> **Exercise brief**:
I'd like the entries reproduced exactly, with the images omitted.

════

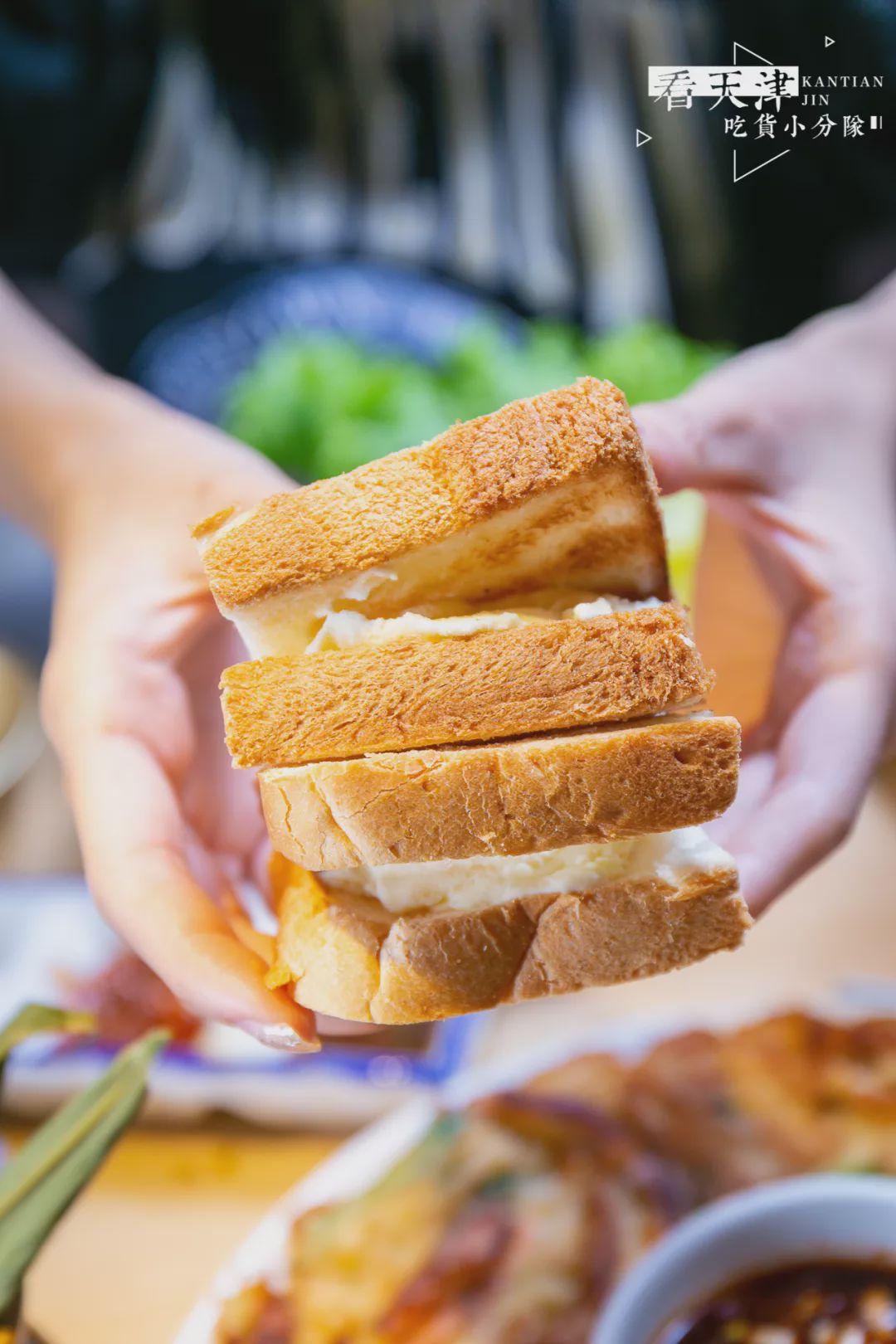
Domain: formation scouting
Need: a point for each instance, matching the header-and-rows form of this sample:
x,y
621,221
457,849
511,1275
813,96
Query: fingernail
x,y
280,1035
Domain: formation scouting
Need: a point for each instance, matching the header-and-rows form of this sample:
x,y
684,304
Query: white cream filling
x,y
348,629
492,879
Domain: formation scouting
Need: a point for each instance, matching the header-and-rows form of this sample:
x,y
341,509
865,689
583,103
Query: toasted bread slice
x,y
353,958
504,797
494,684
551,489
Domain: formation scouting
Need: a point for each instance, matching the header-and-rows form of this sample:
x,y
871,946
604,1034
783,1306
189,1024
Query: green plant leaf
x,y
43,1179
35,1019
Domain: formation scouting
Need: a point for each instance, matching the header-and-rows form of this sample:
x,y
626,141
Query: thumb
x,y
674,438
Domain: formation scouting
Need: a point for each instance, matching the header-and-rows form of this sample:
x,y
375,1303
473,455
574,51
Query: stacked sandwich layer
x,y
477,719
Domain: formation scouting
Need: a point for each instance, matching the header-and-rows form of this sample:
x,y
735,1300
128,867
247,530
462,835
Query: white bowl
x,y
832,1216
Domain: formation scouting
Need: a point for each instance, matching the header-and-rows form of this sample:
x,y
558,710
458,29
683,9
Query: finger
x,y
134,847
817,780
698,441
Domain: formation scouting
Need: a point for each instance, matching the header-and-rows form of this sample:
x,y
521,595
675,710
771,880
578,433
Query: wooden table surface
x,y
137,1249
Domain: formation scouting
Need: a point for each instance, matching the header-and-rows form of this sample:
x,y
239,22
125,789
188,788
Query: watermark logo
x,y
763,104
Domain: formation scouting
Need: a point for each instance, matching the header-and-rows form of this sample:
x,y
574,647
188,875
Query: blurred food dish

════

> **Written response**:
Domain: formation scouting
Need: a point for each instance, matching the header-and-rows form of this sample:
x,y
621,221
457,849
511,1275
813,96
Query: fingernail
x,y
280,1035
Domain: formation scouting
Need: a point for each instance, matching the header-and-rows form of this sample:
x,y
684,304
Query: white cream filling
x,y
348,629
492,879
Domain: formation scouting
Need: a point for each instance, matching the header-and-rows form of this sample:
x,y
341,509
865,689
583,103
Query: toasted bread slice
x,y
353,958
504,797
494,684
551,489
Domain: formation scouting
Need: a point for each instance, matching the header-and-rows form of this sample:
x,y
871,946
604,1034
783,1306
189,1024
Query: green plant leaf
x,y
43,1179
35,1019
Domain: formation scouting
Need: a point for each instance, matching the header-and-rows form of this sample:
x,y
626,141
Query: thumb
x,y
674,438
Domain: formation scouting
Need: a point for each instance, matching the header-and-rows form of this sample:
x,y
375,1303
473,455
574,51
Query: stacked sandwich layer
x,y
477,719
Domain: formation scouting
Need: a point for each instance, matching the header-and-rows form of this sample:
x,y
735,1300
128,867
247,530
462,835
Query: white bowl
x,y
832,1216
Domain: formation scouting
Need: a point for each instance, matching the header-and-rows form of this sample:
x,y
558,710
458,29
683,9
Query: finger
x,y
134,847
817,780
698,441
Domain: formation scouting
Need: a point for each instance, matching the header-and-rows form of this sample:
x,y
521,595
675,710
771,880
578,433
Query: wooden table surface
x,y
137,1249
Domain: formation scouting
Need: a point for each instance, matching the header-and-rows form of this sample:
x,y
239,22
125,789
188,788
Query: watermark logo
x,y
763,104
Domain: formation scouting
Need: a point for each instance, matching the header-and-rows form of this sample:
x,y
574,647
188,875
Query: blurred food dish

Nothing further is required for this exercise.